# [The input]
⟨

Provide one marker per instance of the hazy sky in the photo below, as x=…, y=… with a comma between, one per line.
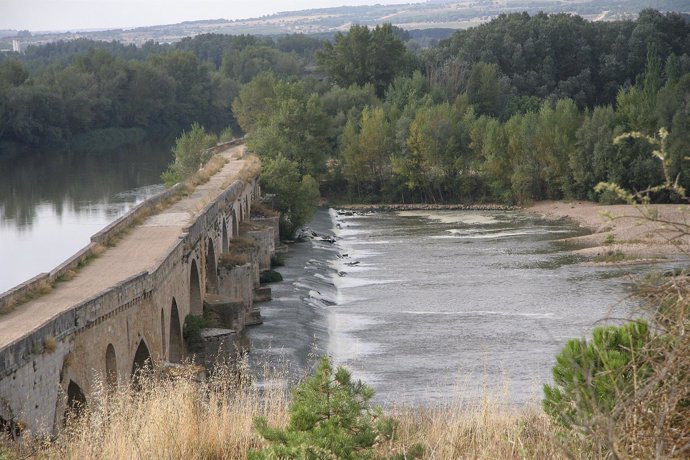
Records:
x=100, y=14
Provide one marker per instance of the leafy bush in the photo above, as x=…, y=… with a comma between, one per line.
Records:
x=277, y=260
x=193, y=324
x=590, y=376
x=330, y=417
x=191, y=152
x=270, y=276
x=230, y=260
x=226, y=135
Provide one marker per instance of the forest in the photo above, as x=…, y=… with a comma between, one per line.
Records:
x=518, y=109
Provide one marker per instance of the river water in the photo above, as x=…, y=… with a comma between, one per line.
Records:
x=428, y=305
x=421, y=305
x=52, y=202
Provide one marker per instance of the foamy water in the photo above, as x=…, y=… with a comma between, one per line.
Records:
x=424, y=304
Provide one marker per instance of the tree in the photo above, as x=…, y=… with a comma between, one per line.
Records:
x=330, y=417
x=190, y=154
x=294, y=125
x=591, y=376
x=366, y=155
x=294, y=195
x=364, y=56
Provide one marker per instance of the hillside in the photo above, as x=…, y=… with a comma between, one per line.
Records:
x=429, y=15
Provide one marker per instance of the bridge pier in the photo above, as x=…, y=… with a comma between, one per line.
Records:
x=129, y=305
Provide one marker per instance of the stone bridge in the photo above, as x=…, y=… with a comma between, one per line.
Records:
x=123, y=300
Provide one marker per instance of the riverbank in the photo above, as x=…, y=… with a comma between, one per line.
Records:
x=623, y=234
x=427, y=207
x=182, y=418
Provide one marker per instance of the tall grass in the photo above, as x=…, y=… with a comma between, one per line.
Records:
x=483, y=428
x=182, y=418
x=169, y=417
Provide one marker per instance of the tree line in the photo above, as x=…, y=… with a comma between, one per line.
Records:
x=520, y=108
x=58, y=91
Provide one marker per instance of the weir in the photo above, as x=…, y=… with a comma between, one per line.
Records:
x=121, y=302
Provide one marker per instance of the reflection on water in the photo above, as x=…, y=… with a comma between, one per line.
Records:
x=426, y=305
x=52, y=202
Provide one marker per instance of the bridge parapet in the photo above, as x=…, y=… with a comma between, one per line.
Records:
x=144, y=311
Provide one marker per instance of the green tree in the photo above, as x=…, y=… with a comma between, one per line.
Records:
x=366, y=154
x=330, y=417
x=294, y=195
x=190, y=152
x=294, y=125
x=590, y=377
x=365, y=56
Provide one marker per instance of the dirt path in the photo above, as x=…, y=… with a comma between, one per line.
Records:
x=623, y=229
x=141, y=249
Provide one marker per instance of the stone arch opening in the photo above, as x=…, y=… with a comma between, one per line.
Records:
x=110, y=366
x=163, y=349
x=10, y=428
x=211, y=270
x=141, y=367
x=235, y=226
x=175, y=335
x=225, y=241
x=76, y=401
x=195, y=301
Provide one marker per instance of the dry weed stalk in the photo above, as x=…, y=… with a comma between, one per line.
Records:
x=171, y=418
x=478, y=429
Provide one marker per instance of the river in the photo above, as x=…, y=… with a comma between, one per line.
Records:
x=421, y=305
x=426, y=305
x=51, y=202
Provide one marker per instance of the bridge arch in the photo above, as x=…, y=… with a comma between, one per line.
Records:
x=175, y=342
x=196, y=306
x=163, y=334
x=211, y=268
x=234, y=225
x=76, y=401
x=225, y=241
x=110, y=366
x=142, y=363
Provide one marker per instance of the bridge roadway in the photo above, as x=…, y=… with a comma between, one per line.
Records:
x=142, y=248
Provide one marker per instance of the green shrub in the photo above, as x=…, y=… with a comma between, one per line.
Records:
x=230, y=260
x=270, y=276
x=226, y=135
x=590, y=377
x=277, y=260
x=610, y=257
x=193, y=324
x=330, y=417
x=191, y=152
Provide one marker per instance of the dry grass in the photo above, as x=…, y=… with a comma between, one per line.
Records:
x=233, y=259
x=249, y=226
x=213, y=165
x=263, y=210
x=241, y=243
x=250, y=170
x=481, y=429
x=49, y=344
x=182, y=418
x=175, y=418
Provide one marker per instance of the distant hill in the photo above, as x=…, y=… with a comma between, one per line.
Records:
x=434, y=14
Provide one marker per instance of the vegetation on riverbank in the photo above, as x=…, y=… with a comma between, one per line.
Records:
x=185, y=418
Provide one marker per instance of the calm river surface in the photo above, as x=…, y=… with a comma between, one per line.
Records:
x=428, y=305
x=421, y=305
x=52, y=202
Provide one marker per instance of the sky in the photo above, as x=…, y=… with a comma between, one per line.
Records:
x=55, y=15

⟩

# [Task details]
Tally the lines in these entries that have the string "stone" in them, then answer with the count and nothing else.

# [Your response]
2